[EXERCISE DIRECTIONS] Give a count of the lines below that have the string "stone" in them, with no other words.

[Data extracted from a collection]
········
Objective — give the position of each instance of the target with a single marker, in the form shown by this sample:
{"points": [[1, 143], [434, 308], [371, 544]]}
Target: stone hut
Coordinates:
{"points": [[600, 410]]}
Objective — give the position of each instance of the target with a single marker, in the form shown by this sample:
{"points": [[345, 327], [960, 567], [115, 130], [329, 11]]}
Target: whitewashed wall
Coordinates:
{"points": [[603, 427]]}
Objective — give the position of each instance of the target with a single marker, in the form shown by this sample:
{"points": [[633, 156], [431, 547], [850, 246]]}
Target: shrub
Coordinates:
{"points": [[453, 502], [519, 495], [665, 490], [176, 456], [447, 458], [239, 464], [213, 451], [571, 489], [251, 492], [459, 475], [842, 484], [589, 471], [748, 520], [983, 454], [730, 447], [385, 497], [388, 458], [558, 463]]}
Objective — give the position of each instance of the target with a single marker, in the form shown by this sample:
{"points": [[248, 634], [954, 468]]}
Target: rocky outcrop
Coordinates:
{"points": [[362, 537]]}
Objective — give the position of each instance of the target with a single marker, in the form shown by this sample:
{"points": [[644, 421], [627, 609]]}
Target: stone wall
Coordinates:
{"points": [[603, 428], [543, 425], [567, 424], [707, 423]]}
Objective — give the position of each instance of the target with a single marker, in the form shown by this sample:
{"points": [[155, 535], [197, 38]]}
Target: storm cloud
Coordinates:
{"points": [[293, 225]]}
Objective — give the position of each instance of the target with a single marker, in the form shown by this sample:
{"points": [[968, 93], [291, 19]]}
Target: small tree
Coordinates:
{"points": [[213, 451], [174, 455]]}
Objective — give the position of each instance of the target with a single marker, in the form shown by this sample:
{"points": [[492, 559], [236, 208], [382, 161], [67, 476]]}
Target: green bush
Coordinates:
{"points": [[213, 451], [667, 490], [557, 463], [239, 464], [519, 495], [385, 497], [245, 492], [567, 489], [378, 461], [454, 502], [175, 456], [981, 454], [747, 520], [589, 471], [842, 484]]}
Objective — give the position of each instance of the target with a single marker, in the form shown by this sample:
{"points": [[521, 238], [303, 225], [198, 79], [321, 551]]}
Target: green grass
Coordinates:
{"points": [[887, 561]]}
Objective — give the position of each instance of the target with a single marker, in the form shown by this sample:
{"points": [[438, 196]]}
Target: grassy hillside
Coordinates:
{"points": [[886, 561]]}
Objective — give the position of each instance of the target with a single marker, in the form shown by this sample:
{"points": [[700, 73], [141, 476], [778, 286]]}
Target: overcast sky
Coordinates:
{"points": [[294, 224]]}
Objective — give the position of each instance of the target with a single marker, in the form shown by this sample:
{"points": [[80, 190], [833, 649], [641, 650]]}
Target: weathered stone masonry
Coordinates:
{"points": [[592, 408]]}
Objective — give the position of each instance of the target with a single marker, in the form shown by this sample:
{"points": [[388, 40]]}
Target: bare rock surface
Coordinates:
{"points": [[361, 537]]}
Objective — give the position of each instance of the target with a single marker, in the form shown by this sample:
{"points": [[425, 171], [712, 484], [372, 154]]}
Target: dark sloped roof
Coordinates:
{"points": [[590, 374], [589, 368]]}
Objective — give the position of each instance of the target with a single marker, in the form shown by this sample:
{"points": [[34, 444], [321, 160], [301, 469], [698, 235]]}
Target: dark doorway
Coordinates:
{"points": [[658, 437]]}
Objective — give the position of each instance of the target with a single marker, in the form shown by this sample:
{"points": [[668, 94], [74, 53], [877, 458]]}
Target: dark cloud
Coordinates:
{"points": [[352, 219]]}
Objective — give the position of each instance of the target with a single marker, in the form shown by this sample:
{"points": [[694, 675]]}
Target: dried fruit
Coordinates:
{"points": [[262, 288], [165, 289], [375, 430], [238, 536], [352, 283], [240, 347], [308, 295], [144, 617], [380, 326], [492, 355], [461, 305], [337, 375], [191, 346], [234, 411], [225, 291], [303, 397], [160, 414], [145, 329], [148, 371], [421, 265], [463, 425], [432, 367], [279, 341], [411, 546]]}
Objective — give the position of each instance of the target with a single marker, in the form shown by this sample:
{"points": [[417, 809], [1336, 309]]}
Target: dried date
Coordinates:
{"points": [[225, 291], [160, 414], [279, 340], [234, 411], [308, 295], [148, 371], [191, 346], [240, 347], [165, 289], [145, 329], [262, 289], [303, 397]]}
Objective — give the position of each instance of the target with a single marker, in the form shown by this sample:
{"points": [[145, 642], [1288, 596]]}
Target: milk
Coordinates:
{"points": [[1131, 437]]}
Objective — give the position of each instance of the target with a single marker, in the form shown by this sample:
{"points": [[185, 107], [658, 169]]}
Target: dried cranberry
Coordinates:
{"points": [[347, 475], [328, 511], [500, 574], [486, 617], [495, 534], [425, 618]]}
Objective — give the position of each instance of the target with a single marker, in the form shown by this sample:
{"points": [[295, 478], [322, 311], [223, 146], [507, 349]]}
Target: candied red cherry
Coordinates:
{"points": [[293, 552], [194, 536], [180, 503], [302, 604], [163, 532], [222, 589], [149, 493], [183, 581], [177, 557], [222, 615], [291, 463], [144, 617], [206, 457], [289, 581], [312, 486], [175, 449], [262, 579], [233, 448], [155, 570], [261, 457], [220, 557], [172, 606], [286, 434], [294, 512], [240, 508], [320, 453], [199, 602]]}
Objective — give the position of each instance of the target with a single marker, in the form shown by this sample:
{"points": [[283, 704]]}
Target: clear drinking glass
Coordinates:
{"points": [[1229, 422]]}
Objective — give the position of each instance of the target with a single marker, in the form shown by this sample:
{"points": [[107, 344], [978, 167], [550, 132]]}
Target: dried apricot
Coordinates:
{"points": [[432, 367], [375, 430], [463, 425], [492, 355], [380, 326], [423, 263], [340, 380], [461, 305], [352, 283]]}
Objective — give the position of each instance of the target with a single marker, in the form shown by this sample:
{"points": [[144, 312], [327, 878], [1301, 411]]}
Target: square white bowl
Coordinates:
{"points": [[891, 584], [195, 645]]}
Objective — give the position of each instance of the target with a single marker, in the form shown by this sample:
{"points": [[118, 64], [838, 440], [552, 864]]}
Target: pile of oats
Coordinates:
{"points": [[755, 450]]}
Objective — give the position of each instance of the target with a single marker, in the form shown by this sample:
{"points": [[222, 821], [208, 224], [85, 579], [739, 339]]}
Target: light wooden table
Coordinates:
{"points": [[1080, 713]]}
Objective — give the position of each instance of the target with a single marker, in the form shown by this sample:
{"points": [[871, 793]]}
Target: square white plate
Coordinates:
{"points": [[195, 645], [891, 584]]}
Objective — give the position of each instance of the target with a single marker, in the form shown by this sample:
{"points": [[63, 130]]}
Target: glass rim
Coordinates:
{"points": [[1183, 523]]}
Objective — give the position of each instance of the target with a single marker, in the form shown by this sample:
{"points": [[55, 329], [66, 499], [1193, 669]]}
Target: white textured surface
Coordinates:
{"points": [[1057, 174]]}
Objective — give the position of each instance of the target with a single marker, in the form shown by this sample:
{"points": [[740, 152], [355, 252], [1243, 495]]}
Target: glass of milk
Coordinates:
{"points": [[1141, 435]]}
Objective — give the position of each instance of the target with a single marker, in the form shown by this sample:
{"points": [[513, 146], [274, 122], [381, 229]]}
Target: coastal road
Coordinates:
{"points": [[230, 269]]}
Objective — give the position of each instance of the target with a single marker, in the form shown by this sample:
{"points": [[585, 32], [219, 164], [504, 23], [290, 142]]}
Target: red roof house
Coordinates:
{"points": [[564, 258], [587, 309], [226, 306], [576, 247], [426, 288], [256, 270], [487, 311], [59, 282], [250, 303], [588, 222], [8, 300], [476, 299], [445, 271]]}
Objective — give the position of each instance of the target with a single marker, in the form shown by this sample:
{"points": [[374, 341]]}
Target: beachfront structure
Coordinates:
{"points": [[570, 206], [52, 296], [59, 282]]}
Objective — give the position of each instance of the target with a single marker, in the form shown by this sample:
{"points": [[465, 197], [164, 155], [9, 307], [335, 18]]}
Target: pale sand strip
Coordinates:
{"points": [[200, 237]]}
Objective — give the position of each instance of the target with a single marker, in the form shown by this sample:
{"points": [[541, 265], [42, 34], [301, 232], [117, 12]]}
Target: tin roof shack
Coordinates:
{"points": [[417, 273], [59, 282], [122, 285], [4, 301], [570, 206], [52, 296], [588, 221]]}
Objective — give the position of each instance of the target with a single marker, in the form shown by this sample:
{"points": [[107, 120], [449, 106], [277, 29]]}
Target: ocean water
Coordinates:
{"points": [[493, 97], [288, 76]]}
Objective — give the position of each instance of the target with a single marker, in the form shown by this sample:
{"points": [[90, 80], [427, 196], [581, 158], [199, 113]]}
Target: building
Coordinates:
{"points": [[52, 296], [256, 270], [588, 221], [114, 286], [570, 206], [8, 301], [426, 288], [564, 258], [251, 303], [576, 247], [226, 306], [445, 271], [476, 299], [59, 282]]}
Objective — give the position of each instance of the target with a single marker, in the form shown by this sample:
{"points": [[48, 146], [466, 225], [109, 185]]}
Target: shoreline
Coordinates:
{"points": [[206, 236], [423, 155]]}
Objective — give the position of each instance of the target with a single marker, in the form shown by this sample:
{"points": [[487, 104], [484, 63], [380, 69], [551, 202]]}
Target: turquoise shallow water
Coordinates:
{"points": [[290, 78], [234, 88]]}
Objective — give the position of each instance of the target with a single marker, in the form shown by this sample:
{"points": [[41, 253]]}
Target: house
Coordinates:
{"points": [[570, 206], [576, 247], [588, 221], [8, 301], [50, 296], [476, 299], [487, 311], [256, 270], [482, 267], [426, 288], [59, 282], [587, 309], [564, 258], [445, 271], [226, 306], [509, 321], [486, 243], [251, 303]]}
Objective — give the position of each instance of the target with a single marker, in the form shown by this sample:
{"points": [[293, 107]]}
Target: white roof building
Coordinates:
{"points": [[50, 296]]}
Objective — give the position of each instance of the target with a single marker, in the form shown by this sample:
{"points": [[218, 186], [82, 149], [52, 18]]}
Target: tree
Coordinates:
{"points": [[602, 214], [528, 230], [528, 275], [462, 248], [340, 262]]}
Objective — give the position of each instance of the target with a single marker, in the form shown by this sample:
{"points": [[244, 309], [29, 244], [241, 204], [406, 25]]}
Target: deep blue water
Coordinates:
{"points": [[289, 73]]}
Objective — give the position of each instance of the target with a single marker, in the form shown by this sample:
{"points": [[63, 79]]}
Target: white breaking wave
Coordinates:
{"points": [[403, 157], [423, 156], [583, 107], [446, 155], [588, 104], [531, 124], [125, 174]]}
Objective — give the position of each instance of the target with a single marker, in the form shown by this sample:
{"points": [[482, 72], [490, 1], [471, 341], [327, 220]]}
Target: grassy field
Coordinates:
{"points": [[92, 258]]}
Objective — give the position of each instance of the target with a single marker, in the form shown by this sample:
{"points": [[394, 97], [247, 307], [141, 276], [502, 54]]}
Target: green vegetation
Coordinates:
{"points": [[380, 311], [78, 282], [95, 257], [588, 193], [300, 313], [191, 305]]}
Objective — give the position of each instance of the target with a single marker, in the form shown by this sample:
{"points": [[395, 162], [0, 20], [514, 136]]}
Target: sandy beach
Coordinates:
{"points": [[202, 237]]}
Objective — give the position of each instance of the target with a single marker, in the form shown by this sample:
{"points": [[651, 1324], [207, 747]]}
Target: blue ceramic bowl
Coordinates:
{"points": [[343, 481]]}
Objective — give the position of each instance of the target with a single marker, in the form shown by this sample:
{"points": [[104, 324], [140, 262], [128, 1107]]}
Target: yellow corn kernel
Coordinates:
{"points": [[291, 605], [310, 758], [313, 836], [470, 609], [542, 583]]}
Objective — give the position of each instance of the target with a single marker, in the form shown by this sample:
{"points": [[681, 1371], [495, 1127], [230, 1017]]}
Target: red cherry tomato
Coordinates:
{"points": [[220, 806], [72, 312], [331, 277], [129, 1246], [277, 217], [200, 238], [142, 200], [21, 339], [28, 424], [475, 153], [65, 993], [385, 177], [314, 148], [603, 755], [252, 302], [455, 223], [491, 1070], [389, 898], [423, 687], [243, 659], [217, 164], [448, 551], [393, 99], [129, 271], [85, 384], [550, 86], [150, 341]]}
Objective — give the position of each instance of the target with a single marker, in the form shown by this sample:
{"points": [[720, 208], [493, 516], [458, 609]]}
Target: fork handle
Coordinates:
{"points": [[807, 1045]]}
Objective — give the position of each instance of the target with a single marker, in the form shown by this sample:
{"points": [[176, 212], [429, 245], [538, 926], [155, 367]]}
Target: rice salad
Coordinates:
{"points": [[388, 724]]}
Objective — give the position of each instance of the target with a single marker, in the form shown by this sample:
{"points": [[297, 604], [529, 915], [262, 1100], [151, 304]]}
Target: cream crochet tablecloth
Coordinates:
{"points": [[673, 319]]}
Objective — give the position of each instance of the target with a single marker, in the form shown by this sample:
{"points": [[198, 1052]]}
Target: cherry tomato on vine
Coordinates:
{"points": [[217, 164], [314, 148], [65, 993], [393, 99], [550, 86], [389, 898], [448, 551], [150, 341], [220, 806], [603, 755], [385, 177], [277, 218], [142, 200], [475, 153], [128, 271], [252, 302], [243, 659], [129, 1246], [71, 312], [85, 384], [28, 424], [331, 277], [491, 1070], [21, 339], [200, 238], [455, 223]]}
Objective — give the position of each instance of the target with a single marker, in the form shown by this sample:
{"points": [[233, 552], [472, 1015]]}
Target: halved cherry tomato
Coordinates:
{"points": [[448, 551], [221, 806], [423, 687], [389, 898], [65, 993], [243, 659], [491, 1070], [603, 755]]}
········
[FINISHED TASK] 3